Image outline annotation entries
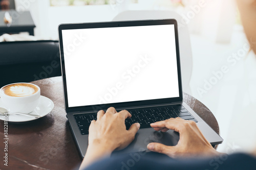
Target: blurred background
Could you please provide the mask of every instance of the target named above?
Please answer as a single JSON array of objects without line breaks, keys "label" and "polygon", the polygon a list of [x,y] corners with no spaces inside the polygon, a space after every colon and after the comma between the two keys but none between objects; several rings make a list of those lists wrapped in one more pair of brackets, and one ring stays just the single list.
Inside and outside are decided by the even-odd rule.
[{"label": "blurred background", "polygon": [[188,28],[191,45],[190,90],[184,91],[216,116],[224,140],[218,150],[248,151],[255,146],[256,56],[234,0],[10,0],[9,4],[19,13],[30,11],[35,36],[52,40],[57,40],[60,23],[111,21],[127,10],[175,11],[183,18],[180,26]]}]

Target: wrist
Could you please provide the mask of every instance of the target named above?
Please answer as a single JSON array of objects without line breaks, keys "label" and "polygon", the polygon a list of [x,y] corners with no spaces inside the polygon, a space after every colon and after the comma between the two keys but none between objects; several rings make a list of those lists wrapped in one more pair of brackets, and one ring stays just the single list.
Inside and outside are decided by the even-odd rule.
[{"label": "wrist", "polygon": [[116,145],[115,145],[111,141],[102,140],[100,139],[95,139],[88,145],[88,150],[92,149],[94,151],[97,151],[101,153],[111,153],[116,149]]}]

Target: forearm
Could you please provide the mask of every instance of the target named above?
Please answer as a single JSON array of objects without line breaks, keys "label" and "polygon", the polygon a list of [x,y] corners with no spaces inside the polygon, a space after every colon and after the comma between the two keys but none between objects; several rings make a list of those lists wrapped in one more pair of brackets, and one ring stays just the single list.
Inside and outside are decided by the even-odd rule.
[{"label": "forearm", "polygon": [[237,2],[246,37],[256,54],[256,0],[237,0]]}]

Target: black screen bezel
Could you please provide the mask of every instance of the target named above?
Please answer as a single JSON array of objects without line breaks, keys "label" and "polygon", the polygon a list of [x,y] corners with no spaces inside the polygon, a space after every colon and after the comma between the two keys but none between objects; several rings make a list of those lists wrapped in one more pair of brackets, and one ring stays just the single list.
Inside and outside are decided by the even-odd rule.
[{"label": "black screen bezel", "polygon": [[[68,93],[67,89],[67,82],[65,74],[65,63],[64,61],[64,53],[62,43],[62,30],[82,29],[100,28],[113,28],[123,27],[146,26],[154,25],[174,25],[175,42],[176,46],[176,58],[177,62],[178,79],[179,84],[179,97],[171,98],[161,99],[144,100],[141,101],[127,102],[117,103],[111,103],[92,106],[83,106],[78,107],[68,107]],[[128,108],[131,107],[138,107],[143,105],[151,105],[169,104],[172,102],[182,102],[183,100],[182,89],[181,83],[180,52],[179,47],[179,38],[178,34],[177,22],[174,19],[146,20],[125,21],[111,21],[104,22],[90,22],[81,23],[61,24],[58,27],[59,39],[59,48],[60,56],[60,63],[61,65],[61,72],[62,76],[62,84],[65,102],[65,109],[67,113],[71,112],[86,112],[97,111],[99,110],[105,110],[110,107],[118,108]]]}]

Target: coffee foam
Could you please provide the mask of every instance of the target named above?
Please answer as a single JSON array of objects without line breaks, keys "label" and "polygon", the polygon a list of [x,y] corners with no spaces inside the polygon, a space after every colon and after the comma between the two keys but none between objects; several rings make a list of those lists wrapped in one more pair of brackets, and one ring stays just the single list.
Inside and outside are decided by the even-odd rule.
[{"label": "coffee foam", "polygon": [[11,96],[25,96],[35,93],[38,89],[35,86],[25,83],[11,84],[4,87],[3,90],[6,95]]}]

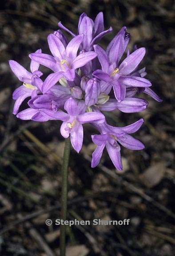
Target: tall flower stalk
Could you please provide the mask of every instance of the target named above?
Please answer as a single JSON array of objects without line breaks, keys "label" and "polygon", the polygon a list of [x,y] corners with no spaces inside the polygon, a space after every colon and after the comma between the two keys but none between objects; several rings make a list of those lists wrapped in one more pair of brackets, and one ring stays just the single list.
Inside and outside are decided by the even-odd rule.
[{"label": "tall flower stalk", "polygon": [[[70,152],[71,150],[70,138],[65,140],[63,165],[61,170],[62,191],[61,200],[61,218],[64,221],[67,218],[68,207],[68,177]],[[66,254],[66,226],[61,225],[60,236],[60,255],[64,256]]]},{"label": "tall flower stalk", "polygon": [[[132,52],[127,50],[131,36],[126,27],[104,49],[98,43],[112,28],[104,30],[102,12],[98,14],[94,21],[83,13],[77,34],[61,22],[58,26],[61,30],[53,32],[48,37],[52,55],[43,53],[40,49],[29,54],[31,72],[15,60],[9,62],[13,73],[23,83],[13,94],[16,101],[13,114],[23,120],[62,122],[60,131],[66,142],[62,172],[61,217],[65,220],[70,142],[79,153],[83,142],[84,124],[91,124],[98,133],[91,136],[96,145],[91,167],[99,164],[106,147],[114,165],[120,171],[121,145],[134,150],[144,148],[130,135],[140,128],[143,120],[141,118],[127,126],[114,127],[107,123],[103,112],[115,110],[129,114],[143,111],[148,102],[138,97],[142,93],[157,101],[162,100],[151,89],[151,83],[145,78],[145,68],[139,68],[145,48],[135,46]],[[69,42],[63,31],[72,37]],[[41,78],[43,73],[39,70],[40,64],[51,71],[44,80]],[[28,108],[19,112],[27,98],[29,98]],[[61,226],[62,256],[65,253],[65,227]]]}]

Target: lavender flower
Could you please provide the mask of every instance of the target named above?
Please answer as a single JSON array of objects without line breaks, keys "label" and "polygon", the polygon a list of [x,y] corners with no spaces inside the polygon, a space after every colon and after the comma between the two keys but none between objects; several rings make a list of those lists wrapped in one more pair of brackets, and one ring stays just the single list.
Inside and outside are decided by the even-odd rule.
[{"label": "lavender flower", "polygon": [[[41,50],[37,50],[36,52],[41,53]],[[9,64],[13,73],[20,81],[23,83],[23,85],[16,89],[13,93],[13,99],[16,100],[13,113],[16,115],[22,102],[26,98],[30,96],[32,98],[40,91],[41,88],[39,84],[37,86],[33,85],[33,77],[35,75],[37,75],[39,77],[41,76],[43,73],[38,71],[40,64],[34,60],[32,60],[30,64],[32,73],[26,70],[15,60],[10,60]]]},{"label": "lavender flower", "polygon": [[[74,80],[75,69],[82,67],[96,56],[96,53],[91,51],[84,52],[77,56],[78,50],[84,37],[83,34],[76,36],[65,48],[57,36],[50,34],[48,36],[48,40],[53,57],[40,53],[32,53],[29,54],[29,57],[33,60],[56,72],[56,74],[50,75],[51,79],[55,76],[60,79],[64,76],[68,80]],[[44,90],[44,92],[46,92],[45,88]]]},{"label": "lavender flower", "polygon": [[[107,124],[101,112],[143,111],[148,103],[137,97],[142,92],[162,101],[150,88],[151,82],[144,78],[145,68],[138,68],[145,49],[135,47],[133,52],[130,54],[127,50],[126,57],[123,57],[130,38],[126,27],[121,28],[106,50],[97,44],[112,31],[111,27],[104,30],[102,12],[98,14],[94,22],[83,13],[77,35],[61,23],[58,25],[73,39],[68,42],[60,29],[50,34],[48,41],[52,55],[43,53],[40,49],[29,54],[31,72],[16,61],[9,60],[12,72],[23,83],[13,94],[16,100],[13,113],[23,120],[62,121],[62,136],[70,137],[78,152],[83,144],[83,125],[91,124],[99,133],[91,136],[97,145],[92,154],[92,167],[99,164],[106,147],[115,166],[121,170],[120,145],[132,150],[144,148],[141,142],[130,135],[139,128],[143,120],[127,126],[114,127]],[[123,60],[121,62],[122,57]],[[43,73],[38,70],[40,64],[52,70],[44,80],[40,78]],[[19,112],[27,97],[29,97],[28,108]]]},{"label": "lavender flower", "polygon": [[[58,26],[72,36],[76,36],[76,35],[65,28],[61,22],[58,23]],[[94,44],[96,44],[105,35],[112,31],[111,27],[107,30],[104,31],[103,15],[102,12],[99,12],[97,15],[94,22],[84,12],[80,17],[78,26],[78,34],[84,34],[81,49],[86,52],[92,50]]]},{"label": "lavender flower", "polygon": [[136,132],[143,122],[141,119],[137,122],[124,127],[113,127],[106,122],[102,124],[96,124],[101,134],[92,135],[92,141],[97,145],[92,154],[91,167],[95,167],[99,164],[103,152],[106,146],[109,156],[115,167],[122,170],[120,156],[120,147],[118,143],[129,149],[140,150],[144,145],[138,140],[128,134]]}]

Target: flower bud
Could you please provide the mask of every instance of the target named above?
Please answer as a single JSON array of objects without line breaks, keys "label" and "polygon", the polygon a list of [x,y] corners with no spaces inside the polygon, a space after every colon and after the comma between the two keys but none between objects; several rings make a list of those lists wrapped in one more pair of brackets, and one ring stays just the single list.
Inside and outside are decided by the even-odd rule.
[{"label": "flower bud", "polygon": [[104,104],[109,100],[109,95],[105,93],[100,93],[98,97],[97,104]]},{"label": "flower bud", "polygon": [[61,30],[58,29],[56,31],[54,31],[53,33],[54,35],[56,36],[57,37],[58,37],[60,40],[62,42],[62,43],[63,43],[64,47],[66,48],[68,44],[68,40]]},{"label": "flower bud", "polygon": [[81,100],[82,98],[82,90],[78,86],[74,86],[71,88],[71,95],[76,99]]},{"label": "flower bud", "polygon": [[96,78],[90,79],[87,83],[85,90],[85,104],[90,107],[97,102],[100,93],[99,83]]},{"label": "flower bud", "polygon": [[83,91],[84,91],[86,90],[87,84],[89,80],[89,78],[87,76],[83,76],[83,77],[81,78],[80,86]]}]

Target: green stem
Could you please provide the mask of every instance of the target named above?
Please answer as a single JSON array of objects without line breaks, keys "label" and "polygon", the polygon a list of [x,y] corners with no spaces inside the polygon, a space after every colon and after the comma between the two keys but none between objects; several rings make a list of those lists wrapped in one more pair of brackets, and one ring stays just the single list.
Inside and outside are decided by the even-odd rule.
[{"label": "green stem", "polygon": [[[71,141],[70,137],[65,139],[63,165],[61,170],[62,191],[61,202],[61,219],[66,220],[67,215],[68,201],[68,170],[69,164]],[[66,255],[66,226],[60,226],[60,255]]]}]

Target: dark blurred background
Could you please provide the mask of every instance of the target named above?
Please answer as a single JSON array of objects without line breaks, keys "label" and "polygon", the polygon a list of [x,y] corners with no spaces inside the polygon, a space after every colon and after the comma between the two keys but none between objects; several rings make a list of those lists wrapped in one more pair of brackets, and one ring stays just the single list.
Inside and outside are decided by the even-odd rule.
[{"label": "dark blurred background", "polygon": [[79,154],[71,152],[68,219],[126,218],[130,222],[68,228],[67,256],[174,255],[174,2],[8,0],[0,4],[0,255],[59,255],[59,228],[48,227],[45,222],[60,217],[64,146],[59,121],[22,121],[12,114],[12,93],[21,83],[8,61],[15,60],[28,69],[29,53],[40,48],[49,52],[47,36],[58,29],[59,21],[76,33],[80,14],[85,12],[94,19],[100,11],[106,28],[113,28],[101,45],[106,47],[126,25],[130,48],[135,44],[146,48],[141,66],[146,65],[147,78],[163,101],[142,95],[149,102],[144,112],[107,113],[108,121],[118,126],[145,119],[135,137],[145,149],[123,148],[122,172],[114,168],[106,152],[101,164],[91,168],[95,146],[90,136],[95,130],[84,126],[82,150]]}]

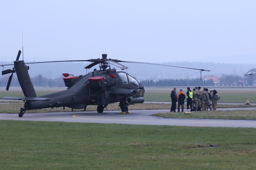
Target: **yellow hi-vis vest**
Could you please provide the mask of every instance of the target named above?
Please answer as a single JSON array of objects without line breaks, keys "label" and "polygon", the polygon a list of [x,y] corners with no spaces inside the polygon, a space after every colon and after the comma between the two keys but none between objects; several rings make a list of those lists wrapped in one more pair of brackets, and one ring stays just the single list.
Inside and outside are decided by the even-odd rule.
[{"label": "yellow hi-vis vest", "polygon": [[[189,97],[190,97],[190,98],[193,98],[193,92],[188,92],[189,93]],[[187,96],[187,98],[188,98],[188,97]]]}]

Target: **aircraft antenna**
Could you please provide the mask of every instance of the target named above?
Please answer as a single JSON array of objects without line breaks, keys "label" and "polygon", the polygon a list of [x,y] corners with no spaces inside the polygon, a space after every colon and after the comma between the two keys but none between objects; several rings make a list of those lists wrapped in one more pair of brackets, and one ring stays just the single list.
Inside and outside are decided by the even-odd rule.
[{"label": "aircraft antenna", "polygon": [[24,60],[23,59],[23,30],[22,30],[22,60]]}]

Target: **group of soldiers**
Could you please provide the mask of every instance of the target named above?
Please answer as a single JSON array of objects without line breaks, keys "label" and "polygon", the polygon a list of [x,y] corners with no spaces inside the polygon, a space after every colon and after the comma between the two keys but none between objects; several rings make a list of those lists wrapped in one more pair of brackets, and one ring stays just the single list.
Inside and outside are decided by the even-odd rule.
[{"label": "group of soldiers", "polygon": [[215,90],[211,90],[208,92],[205,87],[201,90],[201,87],[196,87],[193,89],[193,110],[195,111],[208,110],[216,111],[217,101],[220,98]]}]

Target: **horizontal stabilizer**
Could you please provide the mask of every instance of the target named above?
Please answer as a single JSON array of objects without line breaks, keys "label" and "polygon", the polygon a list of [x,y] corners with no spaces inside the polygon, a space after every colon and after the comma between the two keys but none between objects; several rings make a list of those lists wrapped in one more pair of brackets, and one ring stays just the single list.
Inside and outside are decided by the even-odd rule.
[{"label": "horizontal stabilizer", "polygon": [[48,98],[26,97],[5,97],[0,98],[0,99],[4,99],[5,100],[26,100],[27,101],[47,101],[50,100],[50,99]]},{"label": "horizontal stabilizer", "polygon": [[2,71],[2,75],[5,75],[14,72],[14,71],[12,70],[11,69],[5,70],[3,70]]}]

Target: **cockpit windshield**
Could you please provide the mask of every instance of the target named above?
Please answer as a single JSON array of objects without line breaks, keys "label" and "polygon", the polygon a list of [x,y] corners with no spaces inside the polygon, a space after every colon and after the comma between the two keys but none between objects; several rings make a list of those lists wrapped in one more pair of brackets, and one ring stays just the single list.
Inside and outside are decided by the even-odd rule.
[{"label": "cockpit windshield", "polygon": [[128,84],[128,79],[127,79],[126,73],[123,72],[118,72],[118,75],[121,78],[121,79],[122,80],[123,83],[125,84]]},{"label": "cockpit windshield", "polygon": [[[128,82],[136,87],[139,87],[139,84],[136,79],[130,75],[123,72],[118,72],[118,75],[123,83],[128,84]],[[128,79],[127,76],[128,76]],[[129,81],[128,81],[128,79]]]},{"label": "cockpit windshield", "polygon": [[135,79],[135,78],[129,75],[128,75],[128,78],[129,78],[129,81],[130,83],[136,87],[139,87],[139,84],[138,81]]}]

Instructions for the task:
Rewrite the data from the line with "Target: **cockpit windshield**" up to and including the final line, putting "nonzero winding rule" in place of "even-odd rule" and keeping everything else identical.

Expected answer:
Target: **cockpit windshield**
Could you please provide the mask of every instance of the target named above?
Please answer as a single JSON array of objects without line breaks, keys "label" and "polygon", the polygon a list of [x,y] corners with no spaces inside the polygon, a space after every colon and after the comma between the two keys but none between objects; several rings make a list of those lists wrapped in one more pair of brackets, and one ring stays just the single list.
Inside and outside are decided by the nonzero winding rule.
[{"label": "cockpit windshield", "polygon": [[128,84],[128,79],[127,79],[126,73],[123,72],[118,72],[118,75],[121,78],[121,79],[122,80],[123,83],[125,84]]},{"label": "cockpit windshield", "polygon": [[[128,82],[136,87],[139,87],[139,84],[136,79],[130,75],[123,72],[118,72],[118,75],[123,83],[128,84]],[[128,79],[127,76],[128,76]],[[129,81],[128,81],[128,79]]]},{"label": "cockpit windshield", "polygon": [[135,79],[135,78],[129,75],[128,75],[128,78],[129,78],[129,81],[130,83],[136,87],[139,87],[139,84],[138,81]]}]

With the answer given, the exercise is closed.